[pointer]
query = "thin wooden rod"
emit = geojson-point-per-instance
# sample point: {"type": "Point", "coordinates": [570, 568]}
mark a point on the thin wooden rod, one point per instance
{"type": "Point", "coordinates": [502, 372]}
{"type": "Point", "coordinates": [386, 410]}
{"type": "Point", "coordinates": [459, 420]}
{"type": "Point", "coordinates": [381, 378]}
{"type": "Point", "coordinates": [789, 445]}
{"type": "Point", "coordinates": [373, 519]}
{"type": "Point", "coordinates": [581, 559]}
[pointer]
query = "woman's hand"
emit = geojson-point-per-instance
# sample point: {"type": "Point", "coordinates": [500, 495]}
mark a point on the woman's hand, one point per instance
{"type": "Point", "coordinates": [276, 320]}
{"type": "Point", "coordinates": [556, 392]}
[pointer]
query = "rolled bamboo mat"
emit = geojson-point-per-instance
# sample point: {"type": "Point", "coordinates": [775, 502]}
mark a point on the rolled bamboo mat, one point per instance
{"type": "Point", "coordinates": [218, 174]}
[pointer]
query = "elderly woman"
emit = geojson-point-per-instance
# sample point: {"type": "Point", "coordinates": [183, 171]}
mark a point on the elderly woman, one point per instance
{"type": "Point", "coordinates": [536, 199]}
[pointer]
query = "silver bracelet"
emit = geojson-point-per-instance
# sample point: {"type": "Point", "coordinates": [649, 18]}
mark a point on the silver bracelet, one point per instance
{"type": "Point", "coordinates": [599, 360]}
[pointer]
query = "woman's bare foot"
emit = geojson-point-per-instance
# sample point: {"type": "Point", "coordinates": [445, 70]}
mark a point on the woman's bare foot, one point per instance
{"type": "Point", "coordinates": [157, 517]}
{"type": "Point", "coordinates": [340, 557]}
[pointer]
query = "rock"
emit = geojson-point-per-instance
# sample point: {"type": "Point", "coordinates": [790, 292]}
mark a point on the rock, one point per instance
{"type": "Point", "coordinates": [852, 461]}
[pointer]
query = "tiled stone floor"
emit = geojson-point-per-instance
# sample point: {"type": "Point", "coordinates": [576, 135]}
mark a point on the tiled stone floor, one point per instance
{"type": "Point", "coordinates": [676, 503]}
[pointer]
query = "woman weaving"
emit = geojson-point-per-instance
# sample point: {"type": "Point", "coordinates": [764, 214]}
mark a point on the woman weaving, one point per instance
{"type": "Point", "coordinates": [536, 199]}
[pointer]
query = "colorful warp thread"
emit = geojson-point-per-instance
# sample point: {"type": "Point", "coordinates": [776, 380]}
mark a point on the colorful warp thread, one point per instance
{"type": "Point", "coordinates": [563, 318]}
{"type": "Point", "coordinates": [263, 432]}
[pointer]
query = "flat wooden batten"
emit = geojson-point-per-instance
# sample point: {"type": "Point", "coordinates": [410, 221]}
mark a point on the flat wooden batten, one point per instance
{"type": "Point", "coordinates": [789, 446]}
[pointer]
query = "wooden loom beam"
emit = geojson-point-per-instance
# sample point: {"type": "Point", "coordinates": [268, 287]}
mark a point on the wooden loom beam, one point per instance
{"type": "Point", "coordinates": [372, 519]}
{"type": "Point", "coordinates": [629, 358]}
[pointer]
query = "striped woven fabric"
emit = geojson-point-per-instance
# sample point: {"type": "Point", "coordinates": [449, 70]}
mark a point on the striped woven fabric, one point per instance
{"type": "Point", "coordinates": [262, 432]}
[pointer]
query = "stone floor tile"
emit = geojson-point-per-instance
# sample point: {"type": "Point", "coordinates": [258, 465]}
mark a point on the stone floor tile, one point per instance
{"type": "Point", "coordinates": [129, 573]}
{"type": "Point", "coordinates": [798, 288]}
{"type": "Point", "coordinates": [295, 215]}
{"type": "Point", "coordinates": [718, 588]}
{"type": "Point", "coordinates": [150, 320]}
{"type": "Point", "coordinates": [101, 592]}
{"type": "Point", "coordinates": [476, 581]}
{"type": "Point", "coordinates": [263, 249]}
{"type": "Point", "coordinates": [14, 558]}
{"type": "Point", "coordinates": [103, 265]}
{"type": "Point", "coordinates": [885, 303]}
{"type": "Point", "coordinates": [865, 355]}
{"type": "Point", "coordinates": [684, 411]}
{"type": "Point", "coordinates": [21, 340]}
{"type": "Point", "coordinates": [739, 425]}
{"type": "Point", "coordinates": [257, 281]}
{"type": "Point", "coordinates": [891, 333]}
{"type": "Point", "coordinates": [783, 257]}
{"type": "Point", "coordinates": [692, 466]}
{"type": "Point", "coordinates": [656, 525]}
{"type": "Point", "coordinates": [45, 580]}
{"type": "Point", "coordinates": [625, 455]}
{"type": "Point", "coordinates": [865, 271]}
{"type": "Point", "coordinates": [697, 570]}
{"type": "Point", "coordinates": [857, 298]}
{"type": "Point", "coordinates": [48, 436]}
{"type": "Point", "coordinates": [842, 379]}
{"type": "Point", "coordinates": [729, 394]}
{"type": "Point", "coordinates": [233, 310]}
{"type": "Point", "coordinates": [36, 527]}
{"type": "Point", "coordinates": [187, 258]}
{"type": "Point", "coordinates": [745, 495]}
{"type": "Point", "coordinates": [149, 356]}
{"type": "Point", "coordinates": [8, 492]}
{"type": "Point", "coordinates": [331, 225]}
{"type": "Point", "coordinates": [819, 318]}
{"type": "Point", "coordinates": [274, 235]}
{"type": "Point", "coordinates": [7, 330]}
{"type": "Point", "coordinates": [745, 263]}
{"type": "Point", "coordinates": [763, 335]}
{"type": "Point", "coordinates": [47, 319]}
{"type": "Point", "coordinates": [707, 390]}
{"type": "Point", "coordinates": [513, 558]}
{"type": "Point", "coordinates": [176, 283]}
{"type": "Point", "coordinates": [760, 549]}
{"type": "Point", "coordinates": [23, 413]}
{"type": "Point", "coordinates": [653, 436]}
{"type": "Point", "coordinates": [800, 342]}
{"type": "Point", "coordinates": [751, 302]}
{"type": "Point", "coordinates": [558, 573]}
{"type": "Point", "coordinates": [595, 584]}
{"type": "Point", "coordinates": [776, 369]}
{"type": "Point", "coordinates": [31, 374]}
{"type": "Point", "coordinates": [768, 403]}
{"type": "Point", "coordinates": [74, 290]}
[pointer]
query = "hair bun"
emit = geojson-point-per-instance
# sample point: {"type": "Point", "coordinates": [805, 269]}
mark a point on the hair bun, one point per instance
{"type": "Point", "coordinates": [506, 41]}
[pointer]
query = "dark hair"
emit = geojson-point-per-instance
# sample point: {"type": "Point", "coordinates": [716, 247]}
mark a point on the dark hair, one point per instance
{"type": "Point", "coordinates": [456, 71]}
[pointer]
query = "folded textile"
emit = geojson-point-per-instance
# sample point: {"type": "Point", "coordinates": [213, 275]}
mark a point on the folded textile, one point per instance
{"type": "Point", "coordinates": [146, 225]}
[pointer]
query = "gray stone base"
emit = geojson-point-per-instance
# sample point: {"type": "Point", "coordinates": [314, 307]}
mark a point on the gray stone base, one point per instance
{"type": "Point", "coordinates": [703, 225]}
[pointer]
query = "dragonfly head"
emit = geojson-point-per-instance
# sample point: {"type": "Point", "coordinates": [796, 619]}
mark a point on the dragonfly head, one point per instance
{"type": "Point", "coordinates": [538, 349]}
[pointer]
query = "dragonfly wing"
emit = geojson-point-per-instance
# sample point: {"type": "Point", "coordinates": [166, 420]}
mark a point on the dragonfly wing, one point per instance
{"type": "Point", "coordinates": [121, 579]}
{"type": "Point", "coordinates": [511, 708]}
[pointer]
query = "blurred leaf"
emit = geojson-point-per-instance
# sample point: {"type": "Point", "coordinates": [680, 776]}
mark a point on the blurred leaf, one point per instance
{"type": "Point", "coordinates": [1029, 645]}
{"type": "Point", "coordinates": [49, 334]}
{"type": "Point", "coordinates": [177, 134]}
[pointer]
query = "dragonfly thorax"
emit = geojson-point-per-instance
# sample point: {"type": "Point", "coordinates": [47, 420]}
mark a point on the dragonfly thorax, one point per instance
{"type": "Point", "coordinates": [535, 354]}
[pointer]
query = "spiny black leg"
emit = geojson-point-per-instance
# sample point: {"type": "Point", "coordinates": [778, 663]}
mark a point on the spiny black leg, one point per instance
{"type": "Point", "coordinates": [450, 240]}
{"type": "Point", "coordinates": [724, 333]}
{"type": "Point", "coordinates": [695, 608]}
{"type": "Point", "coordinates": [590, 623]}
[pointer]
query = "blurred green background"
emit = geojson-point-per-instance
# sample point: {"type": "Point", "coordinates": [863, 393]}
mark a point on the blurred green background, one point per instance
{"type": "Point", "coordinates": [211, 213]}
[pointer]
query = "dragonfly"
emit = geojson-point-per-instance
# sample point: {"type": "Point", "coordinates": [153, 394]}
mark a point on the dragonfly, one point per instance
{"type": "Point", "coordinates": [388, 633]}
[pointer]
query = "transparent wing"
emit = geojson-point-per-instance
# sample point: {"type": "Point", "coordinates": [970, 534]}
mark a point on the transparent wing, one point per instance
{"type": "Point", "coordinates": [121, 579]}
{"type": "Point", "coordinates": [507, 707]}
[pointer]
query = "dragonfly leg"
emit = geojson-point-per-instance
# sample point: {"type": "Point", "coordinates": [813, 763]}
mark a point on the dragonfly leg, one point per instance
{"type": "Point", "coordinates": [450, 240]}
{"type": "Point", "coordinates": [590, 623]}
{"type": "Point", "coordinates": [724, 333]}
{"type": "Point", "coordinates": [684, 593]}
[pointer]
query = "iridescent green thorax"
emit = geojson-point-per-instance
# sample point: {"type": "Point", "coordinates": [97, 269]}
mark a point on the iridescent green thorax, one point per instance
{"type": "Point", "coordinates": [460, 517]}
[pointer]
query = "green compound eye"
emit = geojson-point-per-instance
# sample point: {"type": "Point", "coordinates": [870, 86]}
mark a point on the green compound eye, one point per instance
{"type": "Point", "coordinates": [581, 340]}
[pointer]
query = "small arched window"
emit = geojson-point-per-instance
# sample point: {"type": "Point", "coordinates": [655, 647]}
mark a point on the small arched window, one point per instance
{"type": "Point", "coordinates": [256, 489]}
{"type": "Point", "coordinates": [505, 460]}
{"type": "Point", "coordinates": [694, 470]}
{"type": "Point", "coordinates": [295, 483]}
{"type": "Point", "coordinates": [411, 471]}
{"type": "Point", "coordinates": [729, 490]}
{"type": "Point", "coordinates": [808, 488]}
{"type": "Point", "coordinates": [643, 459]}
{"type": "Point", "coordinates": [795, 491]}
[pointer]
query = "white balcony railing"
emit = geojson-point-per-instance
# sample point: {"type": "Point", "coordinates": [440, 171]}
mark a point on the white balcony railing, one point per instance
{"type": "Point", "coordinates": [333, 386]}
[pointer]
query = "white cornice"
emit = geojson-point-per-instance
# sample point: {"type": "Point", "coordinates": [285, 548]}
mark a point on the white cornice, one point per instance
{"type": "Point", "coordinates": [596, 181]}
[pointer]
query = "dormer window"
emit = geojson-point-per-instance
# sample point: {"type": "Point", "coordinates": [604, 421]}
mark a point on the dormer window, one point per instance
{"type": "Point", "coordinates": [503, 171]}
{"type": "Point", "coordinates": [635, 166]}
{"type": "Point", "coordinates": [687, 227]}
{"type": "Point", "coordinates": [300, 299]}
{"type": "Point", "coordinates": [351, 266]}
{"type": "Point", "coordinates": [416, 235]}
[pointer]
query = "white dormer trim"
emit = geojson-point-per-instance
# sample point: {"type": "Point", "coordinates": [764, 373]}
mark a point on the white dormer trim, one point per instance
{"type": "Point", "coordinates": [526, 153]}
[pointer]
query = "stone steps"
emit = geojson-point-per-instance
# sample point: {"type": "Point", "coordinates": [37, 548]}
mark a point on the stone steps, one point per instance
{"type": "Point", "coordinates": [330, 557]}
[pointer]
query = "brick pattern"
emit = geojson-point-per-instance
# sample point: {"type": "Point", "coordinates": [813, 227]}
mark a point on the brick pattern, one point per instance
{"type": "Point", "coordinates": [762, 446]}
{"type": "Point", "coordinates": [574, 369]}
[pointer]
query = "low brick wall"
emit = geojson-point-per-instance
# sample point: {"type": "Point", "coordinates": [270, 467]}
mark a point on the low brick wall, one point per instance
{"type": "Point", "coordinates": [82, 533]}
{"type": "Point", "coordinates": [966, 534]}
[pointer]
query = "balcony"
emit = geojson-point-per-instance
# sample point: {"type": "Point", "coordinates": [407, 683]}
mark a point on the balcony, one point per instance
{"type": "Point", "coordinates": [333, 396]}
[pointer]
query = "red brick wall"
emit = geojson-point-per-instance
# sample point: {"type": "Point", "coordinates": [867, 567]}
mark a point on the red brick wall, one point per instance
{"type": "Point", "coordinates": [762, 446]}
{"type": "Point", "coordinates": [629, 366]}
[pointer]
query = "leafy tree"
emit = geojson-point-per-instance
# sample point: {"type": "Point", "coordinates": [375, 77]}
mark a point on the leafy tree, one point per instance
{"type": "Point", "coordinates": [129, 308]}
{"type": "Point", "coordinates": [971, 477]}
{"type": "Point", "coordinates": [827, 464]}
###
* [SET TASK]
Please show every line of the data above that contains the string "spiny", copying each line in full. Case counts when matching.

* [THE OUTPUT]
query = "spiny black leg"
mark a point on the spiny black leg, one point per instance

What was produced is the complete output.